Records for this task

◆ ◆ ◆ ◆

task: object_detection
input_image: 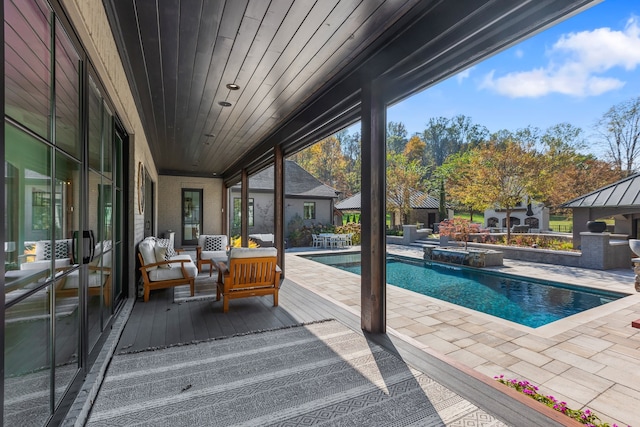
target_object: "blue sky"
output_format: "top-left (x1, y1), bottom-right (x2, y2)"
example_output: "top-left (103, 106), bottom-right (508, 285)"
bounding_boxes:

◆ ◆ ◆ ◆

Prompt
Can you rewrite every line of the items above as a numbered list, leaving out blank lines and the pictures?

Correct result
1. task: object_detection
2. input_image: 
3. target_object: "blue sky"
4. output_format: "top-left (x1, y1), bottom-right (x2, y2)"
5. example_output: "top-left (103, 106), bottom-right (508, 285)"
6. bounding_boxes:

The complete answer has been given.